Data shown -
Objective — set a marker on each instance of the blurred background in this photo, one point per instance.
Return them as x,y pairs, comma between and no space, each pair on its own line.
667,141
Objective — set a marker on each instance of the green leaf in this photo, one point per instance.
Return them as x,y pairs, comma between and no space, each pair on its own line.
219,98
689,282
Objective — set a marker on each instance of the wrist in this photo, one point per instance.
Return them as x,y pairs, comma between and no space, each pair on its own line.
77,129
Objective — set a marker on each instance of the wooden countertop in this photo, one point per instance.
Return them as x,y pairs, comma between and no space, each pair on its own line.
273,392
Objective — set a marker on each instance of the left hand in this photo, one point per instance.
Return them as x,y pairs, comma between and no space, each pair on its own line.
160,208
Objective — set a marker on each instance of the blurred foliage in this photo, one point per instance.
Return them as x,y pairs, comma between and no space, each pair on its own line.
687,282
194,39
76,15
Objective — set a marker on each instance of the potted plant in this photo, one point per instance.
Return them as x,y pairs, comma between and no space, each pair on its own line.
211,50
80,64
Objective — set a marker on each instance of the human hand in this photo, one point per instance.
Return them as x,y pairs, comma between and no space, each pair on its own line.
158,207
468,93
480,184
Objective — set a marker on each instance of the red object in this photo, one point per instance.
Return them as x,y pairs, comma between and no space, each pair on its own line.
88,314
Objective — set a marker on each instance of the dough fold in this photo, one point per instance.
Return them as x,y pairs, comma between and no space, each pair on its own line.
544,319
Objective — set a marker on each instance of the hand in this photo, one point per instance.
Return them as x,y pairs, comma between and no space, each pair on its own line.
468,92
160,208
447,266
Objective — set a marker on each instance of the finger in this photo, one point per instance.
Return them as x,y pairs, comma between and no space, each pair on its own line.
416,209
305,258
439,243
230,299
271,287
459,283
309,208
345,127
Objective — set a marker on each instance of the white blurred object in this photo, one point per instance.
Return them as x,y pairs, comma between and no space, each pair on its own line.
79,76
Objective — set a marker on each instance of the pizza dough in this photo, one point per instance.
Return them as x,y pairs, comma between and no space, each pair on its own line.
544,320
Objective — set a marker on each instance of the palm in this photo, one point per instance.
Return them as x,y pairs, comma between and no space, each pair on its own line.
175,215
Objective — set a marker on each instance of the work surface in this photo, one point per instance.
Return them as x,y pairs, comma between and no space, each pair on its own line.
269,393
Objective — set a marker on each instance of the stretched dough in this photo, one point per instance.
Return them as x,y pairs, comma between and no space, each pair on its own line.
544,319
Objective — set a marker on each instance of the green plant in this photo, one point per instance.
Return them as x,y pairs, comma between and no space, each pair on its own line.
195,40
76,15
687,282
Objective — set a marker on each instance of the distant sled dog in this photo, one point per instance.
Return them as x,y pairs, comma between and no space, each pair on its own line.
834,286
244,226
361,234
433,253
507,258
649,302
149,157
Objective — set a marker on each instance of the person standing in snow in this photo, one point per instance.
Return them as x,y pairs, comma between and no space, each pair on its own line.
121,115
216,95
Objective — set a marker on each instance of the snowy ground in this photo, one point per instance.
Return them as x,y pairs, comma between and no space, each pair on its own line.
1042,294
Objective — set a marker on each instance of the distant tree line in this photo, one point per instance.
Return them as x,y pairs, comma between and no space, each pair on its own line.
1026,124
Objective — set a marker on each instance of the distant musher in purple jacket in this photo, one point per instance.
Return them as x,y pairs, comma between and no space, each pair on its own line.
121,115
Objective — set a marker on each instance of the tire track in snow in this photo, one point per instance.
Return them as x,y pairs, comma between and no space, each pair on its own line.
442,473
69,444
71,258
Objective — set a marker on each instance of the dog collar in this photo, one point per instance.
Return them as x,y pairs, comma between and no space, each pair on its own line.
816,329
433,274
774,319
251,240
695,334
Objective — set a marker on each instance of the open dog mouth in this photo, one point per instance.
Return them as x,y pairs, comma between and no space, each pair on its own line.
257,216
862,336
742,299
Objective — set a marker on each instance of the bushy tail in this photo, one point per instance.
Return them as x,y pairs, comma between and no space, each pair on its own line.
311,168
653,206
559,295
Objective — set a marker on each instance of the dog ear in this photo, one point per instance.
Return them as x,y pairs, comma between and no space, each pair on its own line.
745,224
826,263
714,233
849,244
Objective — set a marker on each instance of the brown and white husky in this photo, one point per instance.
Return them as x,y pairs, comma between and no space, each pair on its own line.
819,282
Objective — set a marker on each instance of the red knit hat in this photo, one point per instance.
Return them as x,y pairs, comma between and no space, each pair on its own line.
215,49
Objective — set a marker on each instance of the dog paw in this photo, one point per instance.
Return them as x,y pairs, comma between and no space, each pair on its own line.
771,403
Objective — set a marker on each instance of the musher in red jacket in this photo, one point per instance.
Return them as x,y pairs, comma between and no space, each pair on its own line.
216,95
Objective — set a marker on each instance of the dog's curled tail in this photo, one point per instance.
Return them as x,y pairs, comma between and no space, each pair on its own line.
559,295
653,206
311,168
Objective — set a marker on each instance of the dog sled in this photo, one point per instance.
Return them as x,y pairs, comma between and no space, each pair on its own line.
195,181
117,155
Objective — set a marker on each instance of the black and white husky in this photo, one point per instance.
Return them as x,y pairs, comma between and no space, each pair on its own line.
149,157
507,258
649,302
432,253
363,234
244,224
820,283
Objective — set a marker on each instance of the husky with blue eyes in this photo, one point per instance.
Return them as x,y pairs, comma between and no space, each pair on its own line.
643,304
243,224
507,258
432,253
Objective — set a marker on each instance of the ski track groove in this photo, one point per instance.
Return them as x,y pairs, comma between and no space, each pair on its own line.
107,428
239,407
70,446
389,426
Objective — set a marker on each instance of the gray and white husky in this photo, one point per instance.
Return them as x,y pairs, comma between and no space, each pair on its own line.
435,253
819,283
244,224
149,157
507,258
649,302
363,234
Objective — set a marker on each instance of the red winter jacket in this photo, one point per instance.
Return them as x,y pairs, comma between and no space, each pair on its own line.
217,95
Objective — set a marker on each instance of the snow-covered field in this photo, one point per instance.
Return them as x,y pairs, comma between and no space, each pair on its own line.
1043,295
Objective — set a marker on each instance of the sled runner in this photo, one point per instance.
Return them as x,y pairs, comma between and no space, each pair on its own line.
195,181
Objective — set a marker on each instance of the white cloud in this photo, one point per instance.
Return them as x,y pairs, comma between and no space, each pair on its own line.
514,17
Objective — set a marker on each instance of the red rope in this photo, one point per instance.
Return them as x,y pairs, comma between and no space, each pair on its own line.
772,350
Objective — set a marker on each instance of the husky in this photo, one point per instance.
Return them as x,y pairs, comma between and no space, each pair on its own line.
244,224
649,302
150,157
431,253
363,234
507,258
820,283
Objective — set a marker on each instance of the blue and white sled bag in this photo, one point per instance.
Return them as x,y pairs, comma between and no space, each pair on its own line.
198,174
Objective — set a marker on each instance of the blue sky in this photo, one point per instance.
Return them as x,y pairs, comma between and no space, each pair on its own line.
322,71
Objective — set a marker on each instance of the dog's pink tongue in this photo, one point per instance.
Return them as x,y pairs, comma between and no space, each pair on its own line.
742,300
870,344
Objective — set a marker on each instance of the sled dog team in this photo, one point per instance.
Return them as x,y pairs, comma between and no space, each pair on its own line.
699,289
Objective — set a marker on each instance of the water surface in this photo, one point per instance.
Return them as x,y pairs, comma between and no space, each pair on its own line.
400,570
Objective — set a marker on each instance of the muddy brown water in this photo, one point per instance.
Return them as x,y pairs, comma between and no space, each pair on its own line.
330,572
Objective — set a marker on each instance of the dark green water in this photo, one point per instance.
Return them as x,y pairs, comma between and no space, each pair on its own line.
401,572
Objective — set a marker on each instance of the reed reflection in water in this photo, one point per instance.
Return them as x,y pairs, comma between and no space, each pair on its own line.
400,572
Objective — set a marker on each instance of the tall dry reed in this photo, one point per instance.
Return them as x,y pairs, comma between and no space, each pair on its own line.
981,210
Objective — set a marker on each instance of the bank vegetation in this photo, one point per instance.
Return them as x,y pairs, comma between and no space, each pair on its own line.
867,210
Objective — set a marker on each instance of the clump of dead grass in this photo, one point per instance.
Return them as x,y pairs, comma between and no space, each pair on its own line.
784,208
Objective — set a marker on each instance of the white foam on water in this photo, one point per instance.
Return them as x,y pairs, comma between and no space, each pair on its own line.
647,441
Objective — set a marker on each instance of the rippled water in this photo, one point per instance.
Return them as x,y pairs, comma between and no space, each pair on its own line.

Instructions to follow -
Leave out every line before the one containing "Objective — set a marker on each instance of the dark"; set down that line and all remaining lines of the material exactly.

Reply -
Objective — set a marker on each instance of the dark green water in this photo, one point per instance.
Return them as x,y pairs, comma between and no space, each pair on its own line.
401,572
Objective — set a marker on each instance of the reed reflection in water in this photo, one point per instance.
Return them as x,y pairs, comma between and no space, each pair on its own line.
400,572
Objective — set a marker on each instance of the tall dry reed in this photo, one point per instance.
Return them as x,y pairs, comma between and no space, each pair on its own line.
981,210
Objective — set a marker on each instance of the bank vegetation in this photo, one point per instance.
Return them as x,y pairs, comma between and no space, each pair on its own line.
867,210
Objective — set a marker on each instance of the clump of dead grass in this photo, one point per instance.
Return them as x,y pairs, comma between and no space, each pair on its own line.
784,208
Objective — set a marker on each instance of the white foam on water in this photo, one point per instance.
Return them as x,y pairs, comma between and no space, each pair on its own line.
647,441
Objective — set a marker on each instance of the rippled water in this photo, one point per instance.
Return them as x,y pairs, comma between and no space, each pair on its own line.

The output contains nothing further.